This year, the ACM is also presenting its first Gordon Bell Prize for Climate modeling, and as we said we hoped would happen when in April of this year we covered the SCREAM variant of the Energy Exascale Earth System Model, also known as E3SM, developed and extended by Sandia National Laboratories, this extended resolution weather model is up for a prize. SCREAM is interesting is that is started from scratch for parts of the code, using C++ and the Kokkos library to parcel code out to CPUs and GPUs in systems, and in this case it was run on the Frontier machine at Oak Ridge, simulating 1.26 years per day for a practical cloud-resolving simulation.

The Sunway Oceanlite system is a finalist here, too, but this one simulated the effects of the underwater volcanic eruption off of Tonga in late 2021 and early 2022, including shock waves, earthquakes, tsunamis, and water and ash dispersal. The combination of simulations and models was able to simulate 400 billon particles and ran across 39 million cores in the Oceanlite system with 80 percent computational efficiency. (We want to see the paper on this one.)

§ **Record extracts**:
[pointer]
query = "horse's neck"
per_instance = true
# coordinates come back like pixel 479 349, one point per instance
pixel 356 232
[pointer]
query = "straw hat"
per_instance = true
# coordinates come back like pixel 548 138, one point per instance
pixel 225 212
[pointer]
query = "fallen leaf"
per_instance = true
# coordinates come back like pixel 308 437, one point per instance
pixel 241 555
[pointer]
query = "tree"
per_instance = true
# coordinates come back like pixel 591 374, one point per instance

§ **Exercise objective**:
Using the excerpt on the Gordon Bell Prize for Climate modeling, answer these questions:
(a) On which machine at Oak Ridge was SCREAM run?
(b) Which programming language and library were used for the parts of SCREAM's code that started from scratch?
(c) Across how many cores did the Tonga eruption simulation run in the Oceanlite system?

§ **Answer to this problem**:
(a) Frontier
(b) C++ and the Kokkos library
(c) 39 million cores